*** Opening of LISTED ENTRIES ***

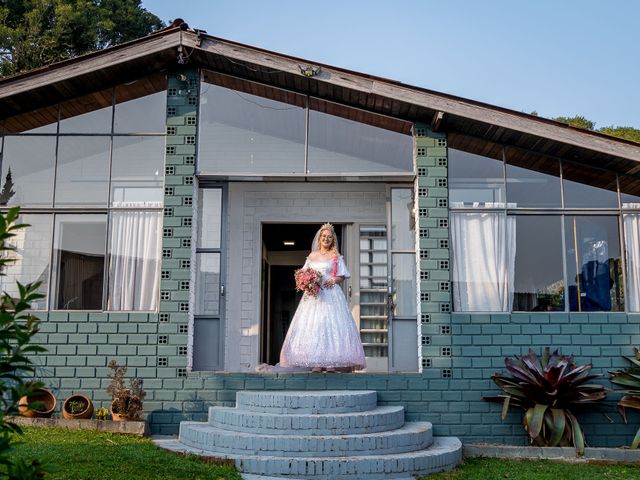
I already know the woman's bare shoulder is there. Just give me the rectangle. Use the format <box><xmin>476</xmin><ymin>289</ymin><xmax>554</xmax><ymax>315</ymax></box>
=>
<box><xmin>307</xmin><ymin>252</ymin><xmax>321</xmax><ymax>261</ymax></box>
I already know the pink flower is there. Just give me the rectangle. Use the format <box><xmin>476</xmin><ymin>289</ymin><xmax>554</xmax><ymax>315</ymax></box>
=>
<box><xmin>294</xmin><ymin>267</ymin><xmax>323</xmax><ymax>298</ymax></box>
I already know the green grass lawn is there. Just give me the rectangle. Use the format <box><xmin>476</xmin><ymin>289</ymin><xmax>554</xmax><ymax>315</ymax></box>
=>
<box><xmin>9</xmin><ymin>427</ymin><xmax>640</xmax><ymax>480</ymax></box>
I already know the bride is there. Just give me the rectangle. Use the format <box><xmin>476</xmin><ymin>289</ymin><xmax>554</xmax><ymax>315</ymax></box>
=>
<box><xmin>279</xmin><ymin>223</ymin><xmax>366</xmax><ymax>372</ymax></box>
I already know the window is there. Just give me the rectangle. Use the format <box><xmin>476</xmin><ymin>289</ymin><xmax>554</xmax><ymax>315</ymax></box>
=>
<box><xmin>0</xmin><ymin>74</ymin><xmax>166</xmax><ymax>311</ymax></box>
<box><xmin>449</xmin><ymin>133</ymin><xmax>633</xmax><ymax>313</ymax></box>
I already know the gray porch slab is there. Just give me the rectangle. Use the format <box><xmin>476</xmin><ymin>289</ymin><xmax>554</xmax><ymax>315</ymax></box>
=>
<box><xmin>464</xmin><ymin>443</ymin><xmax>640</xmax><ymax>462</ymax></box>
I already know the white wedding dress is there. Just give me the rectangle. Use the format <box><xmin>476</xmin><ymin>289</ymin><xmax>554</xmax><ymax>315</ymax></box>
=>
<box><xmin>280</xmin><ymin>256</ymin><xmax>366</xmax><ymax>369</ymax></box>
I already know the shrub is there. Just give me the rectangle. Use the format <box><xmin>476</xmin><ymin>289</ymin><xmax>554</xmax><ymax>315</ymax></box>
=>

*** Close of LISTED ENTRIES ***

_BRIEF_. Write every line above again exactly, but leave the pictures out.

_OUTPUT BELOW_.
I already know the woman's bare shoulder is there. Just give me the rectangle. Use the format <box><xmin>476</xmin><ymin>289</ymin><xmax>554</xmax><ymax>315</ymax></box>
=>
<box><xmin>307</xmin><ymin>252</ymin><xmax>321</xmax><ymax>261</ymax></box>
I already know the pink flower is there. Just give me the rectangle. Use the format <box><xmin>476</xmin><ymin>289</ymin><xmax>554</xmax><ymax>315</ymax></box>
=>
<box><xmin>294</xmin><ymin>267</ymin><xmax>323</xmax><ymax>298</ymax></box>
I already know the green grass lawn is there. Just give me the rectangle. Use the format <box><xmin>476</xmin><ymin>289</ymin><xmax>554</xmax><ymax>315</ymax></box>
=>
<box><xmin>9</xmin><ymin>427</ymin><xmax>640</xmax><ymax>480</ymax></box>
I already know the bride is there. Just give me the rectangle. Use the format <box><xmin>476</xmin><ymin>289</ymin><xmax>554</xmax><ymax>315</ymax></box>
=>
<box><xmin>279</xmin><ymin>223</ymin><xmax>366</xmax><ymax>372</ymax></box>
I already know the window is there. Just give me the rectangle. Use the format <box><xmin>476</xmin><ymin>289</ymin><xmax>554</xmax><ymax>315</ymax></box>
=>
<box><xmin>0</xmin><ymin>74</ymin><xmax>166</xmax><ymax>311</ymax></box>
<box><xmin>449</xmin><ymin>133</ymin><xmax>633</xmax><ymax>313</ymax></box>
I already know the gray porch slab is there. Just give me the rectangle. Use the format <box><xmin>476</xmin><ymin>289</ymin><xmax>554</xmax><ymax>315</ymax></box>
=>
<box><xmin>464</xmin><ymin>443</ymin><xmax>640</xmax><ymax>462</ymax></box>
I already know the white wedding dress is there. Just give me the rectangle. Use the format <box><xmin>476</xmin><ymin>289</ymin><xmax>554</xmax><ymax>315</ymax></box>
=>
<box><xmin>280</xmin><ymin>256</ymin><xmax>366</xmax><ymax>369</ymax></box>
I already know the shrub is there. Just give me the rectangle. Use the format <box><xmin>476</xmin><ymin>289</ymin><xmax>554</xmax><ymax>315</ymax></box>
=>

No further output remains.